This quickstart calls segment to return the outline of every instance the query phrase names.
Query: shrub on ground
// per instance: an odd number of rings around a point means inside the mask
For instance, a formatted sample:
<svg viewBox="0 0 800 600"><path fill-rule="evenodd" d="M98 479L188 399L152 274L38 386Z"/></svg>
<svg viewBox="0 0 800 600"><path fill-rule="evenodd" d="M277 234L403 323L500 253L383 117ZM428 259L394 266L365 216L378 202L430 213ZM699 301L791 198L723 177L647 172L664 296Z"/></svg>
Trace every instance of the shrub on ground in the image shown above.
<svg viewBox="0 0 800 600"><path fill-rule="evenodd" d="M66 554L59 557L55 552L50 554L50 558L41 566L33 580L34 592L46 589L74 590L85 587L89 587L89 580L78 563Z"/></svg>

========================================

— Task statement —
Quote only the lines from the line containing "Trace every instance" through the end of the entries, keeping the first and the last.

— Your solution —
Trace every instance of the shrub on ground in the image shown above.
<svg viewBox="0 0 800 600"><path fill-rule="evenodd" d="M66 554L59 557L55 552L50 554L50 558L41 566L33 580L34 592L46 589L74 590L85 587L89 587L89 580L78 563Z"/></svg>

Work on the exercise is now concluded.